**What you have to do**.
Leave out every picture, then transcribe the rest of the listing exactly.

**Items**.
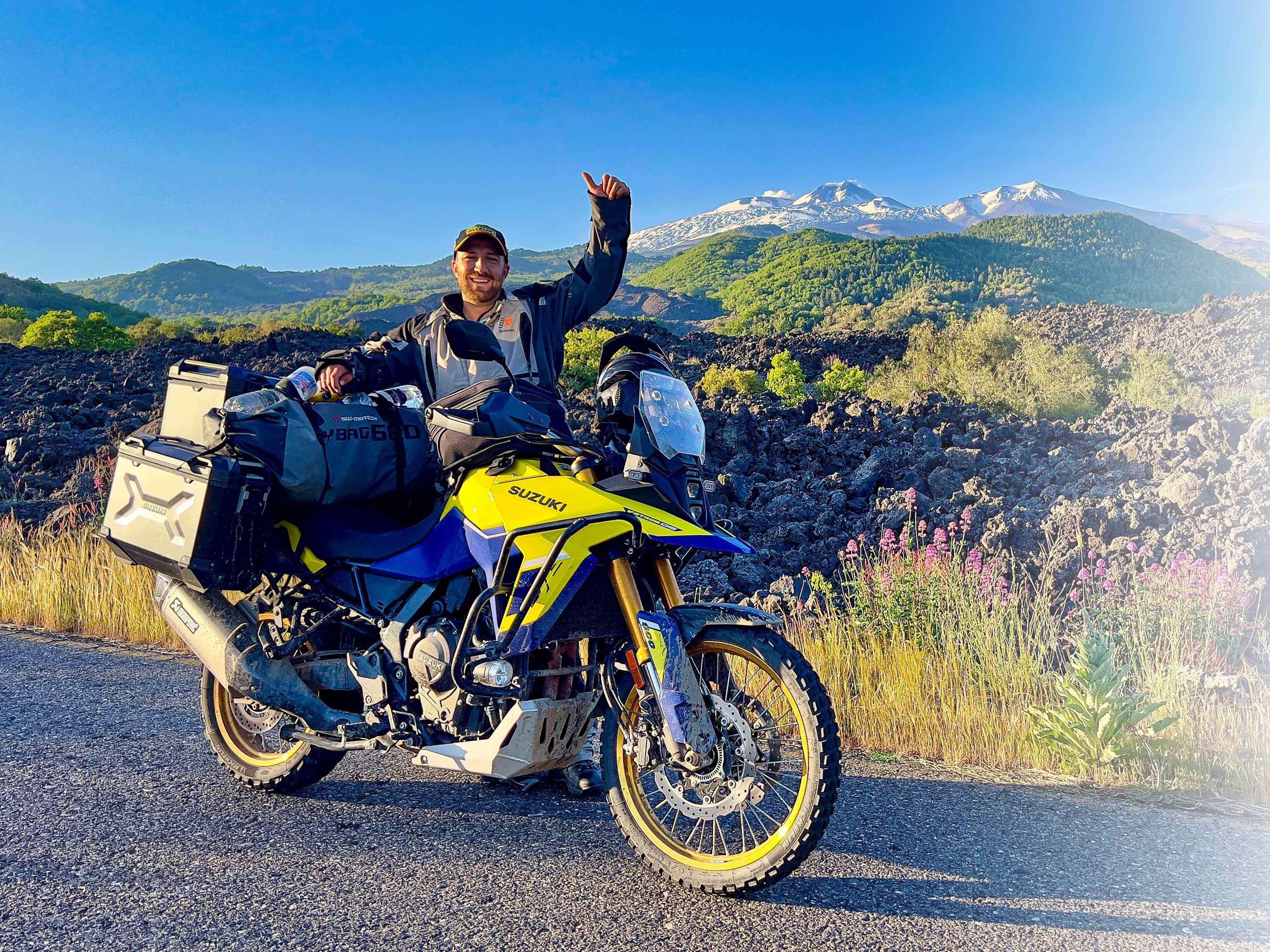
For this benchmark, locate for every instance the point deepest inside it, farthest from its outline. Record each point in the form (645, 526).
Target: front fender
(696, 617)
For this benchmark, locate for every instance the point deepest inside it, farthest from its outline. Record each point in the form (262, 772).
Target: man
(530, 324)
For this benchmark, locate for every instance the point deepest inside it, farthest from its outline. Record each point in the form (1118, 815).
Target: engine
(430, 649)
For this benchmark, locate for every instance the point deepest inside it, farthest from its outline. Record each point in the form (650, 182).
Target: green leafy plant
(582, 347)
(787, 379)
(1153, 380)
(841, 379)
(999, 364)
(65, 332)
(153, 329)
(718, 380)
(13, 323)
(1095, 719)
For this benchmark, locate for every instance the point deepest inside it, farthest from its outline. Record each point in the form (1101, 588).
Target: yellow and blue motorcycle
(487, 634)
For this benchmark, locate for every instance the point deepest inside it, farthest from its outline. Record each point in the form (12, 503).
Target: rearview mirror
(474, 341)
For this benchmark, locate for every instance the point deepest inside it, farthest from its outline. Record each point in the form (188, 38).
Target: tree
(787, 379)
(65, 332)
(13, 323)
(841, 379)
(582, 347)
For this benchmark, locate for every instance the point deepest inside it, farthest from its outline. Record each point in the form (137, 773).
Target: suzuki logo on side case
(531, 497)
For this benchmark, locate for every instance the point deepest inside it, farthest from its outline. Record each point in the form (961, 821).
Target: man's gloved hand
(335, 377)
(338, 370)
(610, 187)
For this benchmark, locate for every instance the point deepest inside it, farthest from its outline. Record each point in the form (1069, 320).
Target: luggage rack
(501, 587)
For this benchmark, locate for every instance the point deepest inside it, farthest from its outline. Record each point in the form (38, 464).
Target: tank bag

**Task output**.
For this benchmark, locate for every instance the point deepest inside it, farthest from its outline. Record each point in the form (645, 526).
Target: front fender
(696, 617)
For this benchmark, locate for every instance the point deepest inside it, farthest from its outline. Record each point in the form (262, 772).
Target: man
(530, 324)
For this benchmark, locate for every instance the point deepest inside it, farthest from its outline. Record each point in the form (1118, 815).
Target: engine
(430, 649)
For this benchmark, locate for every instance the point deepest inside it, farthest from its outline. Record each point in the form (650, 182).
Target: green leafy plant
(582, 347)
(787, 379)
(1153, 380)
(841, 379)
(999, 364)
(65, 332)
(153, 329)
(718, 380)
(13, 323)
(1095, 719)
For this benchmark, locate for every instance the point deepest inside it, farthest from its outline. Record each point in the form (1101, 588).
Target: yellow and blue motorcycle
(487, 634)
For this benchmark, locate for every instance the point deepest inside it, farthest from its outline. Record each point in the form (12, 503).
Target: rearview mirror
(474, 341)
For this benchmark, locate for every instance the point deepest inside it, farthest from its outline. Record each point in the form (188, 38).
Target: tree
(787, 379)
(65, 332)
(13, 323)
(841, 379)
(582, 347)
For this benchmark, locate for every instance the point deepest inside it, farthest from its outline. Record each point in the form (137, 773).
Target: suzuki logo on side case
(531, 497)
For this benchmark, locate for every instance the point deepest inside it, farthest from its outline. Record each point in the form (961, 821).
Target: man's gloved hand
(335, 377)
(338, 370)
(610, 187)
For this benchmark, locate for every instance the point deepest inside it, farthest from its outline. Record each point in the form (1069, 320).
Target: luggage rack
(501, 587)
For this benchmark, locate for every instance the point deepest inside it, farthest from its outline. Record each point in the form (38, 464).
Target: tank bag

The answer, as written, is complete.